*Work to be completed:* Substitute "rim" for "edge" in the records from the line with "Please place a point on the illuminated gravestone" through the end of the records. Give back only those lines, with nothing else changed.
.....
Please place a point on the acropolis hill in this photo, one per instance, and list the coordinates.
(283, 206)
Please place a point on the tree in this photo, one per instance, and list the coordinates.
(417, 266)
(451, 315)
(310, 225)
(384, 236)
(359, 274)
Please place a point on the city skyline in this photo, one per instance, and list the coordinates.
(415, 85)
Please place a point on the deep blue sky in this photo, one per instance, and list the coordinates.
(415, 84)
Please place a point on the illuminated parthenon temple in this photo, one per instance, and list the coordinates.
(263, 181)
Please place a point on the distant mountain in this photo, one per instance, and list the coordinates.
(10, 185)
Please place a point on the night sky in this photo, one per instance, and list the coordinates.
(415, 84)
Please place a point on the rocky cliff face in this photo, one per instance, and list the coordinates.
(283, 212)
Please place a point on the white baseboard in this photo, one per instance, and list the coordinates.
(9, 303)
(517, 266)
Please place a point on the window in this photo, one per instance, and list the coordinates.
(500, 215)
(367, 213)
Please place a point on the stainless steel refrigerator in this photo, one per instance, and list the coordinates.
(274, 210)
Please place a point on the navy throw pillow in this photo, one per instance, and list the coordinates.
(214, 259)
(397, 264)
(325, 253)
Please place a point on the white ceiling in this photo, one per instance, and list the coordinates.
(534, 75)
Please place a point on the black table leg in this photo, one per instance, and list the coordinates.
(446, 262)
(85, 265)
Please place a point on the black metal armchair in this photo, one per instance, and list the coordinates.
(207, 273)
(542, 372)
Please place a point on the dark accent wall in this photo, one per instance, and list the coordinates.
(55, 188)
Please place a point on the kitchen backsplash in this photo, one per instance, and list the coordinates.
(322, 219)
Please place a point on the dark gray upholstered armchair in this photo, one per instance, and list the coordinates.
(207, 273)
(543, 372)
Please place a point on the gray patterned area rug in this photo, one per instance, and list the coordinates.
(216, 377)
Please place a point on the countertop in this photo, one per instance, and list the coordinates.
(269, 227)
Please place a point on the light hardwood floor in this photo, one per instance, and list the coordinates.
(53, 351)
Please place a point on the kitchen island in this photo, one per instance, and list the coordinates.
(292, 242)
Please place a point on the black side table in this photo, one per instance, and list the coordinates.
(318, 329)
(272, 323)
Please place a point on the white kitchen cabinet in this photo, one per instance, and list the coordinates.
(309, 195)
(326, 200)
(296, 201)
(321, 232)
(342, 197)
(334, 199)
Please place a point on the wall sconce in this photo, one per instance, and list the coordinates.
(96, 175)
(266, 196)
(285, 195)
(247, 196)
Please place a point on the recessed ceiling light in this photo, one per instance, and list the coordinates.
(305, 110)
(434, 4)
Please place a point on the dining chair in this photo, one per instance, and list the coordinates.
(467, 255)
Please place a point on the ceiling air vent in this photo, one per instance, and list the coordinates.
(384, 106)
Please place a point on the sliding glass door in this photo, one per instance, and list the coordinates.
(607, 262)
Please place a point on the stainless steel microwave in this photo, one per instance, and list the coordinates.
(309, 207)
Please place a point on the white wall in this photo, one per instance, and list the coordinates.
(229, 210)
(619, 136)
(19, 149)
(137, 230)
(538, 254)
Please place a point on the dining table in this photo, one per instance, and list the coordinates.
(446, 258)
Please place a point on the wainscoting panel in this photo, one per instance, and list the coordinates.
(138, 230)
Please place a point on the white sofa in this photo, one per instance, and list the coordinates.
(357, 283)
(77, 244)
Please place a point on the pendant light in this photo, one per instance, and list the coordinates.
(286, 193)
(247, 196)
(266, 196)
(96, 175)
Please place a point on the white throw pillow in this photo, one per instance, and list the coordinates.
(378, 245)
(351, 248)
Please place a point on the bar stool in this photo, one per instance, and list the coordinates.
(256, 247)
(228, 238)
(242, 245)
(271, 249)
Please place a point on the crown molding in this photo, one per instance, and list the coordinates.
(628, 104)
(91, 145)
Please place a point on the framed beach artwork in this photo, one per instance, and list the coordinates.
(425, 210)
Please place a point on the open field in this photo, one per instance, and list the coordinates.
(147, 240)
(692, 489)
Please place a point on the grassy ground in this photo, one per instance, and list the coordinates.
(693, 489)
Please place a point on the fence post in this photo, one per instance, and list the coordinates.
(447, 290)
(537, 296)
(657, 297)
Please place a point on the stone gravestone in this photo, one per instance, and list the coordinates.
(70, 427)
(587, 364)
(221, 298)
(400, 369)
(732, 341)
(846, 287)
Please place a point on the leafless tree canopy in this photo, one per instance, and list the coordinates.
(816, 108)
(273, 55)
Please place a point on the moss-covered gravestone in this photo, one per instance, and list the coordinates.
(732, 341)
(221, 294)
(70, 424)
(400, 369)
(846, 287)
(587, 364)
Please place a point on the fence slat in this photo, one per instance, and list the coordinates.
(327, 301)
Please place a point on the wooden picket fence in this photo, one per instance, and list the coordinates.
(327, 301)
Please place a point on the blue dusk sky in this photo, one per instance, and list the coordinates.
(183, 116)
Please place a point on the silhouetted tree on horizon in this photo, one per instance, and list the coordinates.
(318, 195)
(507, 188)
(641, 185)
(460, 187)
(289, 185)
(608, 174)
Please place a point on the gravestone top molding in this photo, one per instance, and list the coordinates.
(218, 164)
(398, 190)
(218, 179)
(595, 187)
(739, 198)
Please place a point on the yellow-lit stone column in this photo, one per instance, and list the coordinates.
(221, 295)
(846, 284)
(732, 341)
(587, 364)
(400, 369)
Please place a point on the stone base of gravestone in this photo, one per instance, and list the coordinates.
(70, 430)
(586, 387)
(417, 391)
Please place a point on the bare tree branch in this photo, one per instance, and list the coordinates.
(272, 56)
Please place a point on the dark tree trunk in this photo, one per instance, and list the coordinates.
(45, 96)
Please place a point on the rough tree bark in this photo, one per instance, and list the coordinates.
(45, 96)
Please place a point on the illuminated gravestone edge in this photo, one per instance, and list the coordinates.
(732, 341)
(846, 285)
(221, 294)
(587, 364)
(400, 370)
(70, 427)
.....
*Correct output:*
Please place a point on the illuminated gravestone rim in this photo, one per instance, and list the coordinates.
(732, 341)
(846, 285)
(221, 294)
(587, 364)
(400, 370)
(70, 427)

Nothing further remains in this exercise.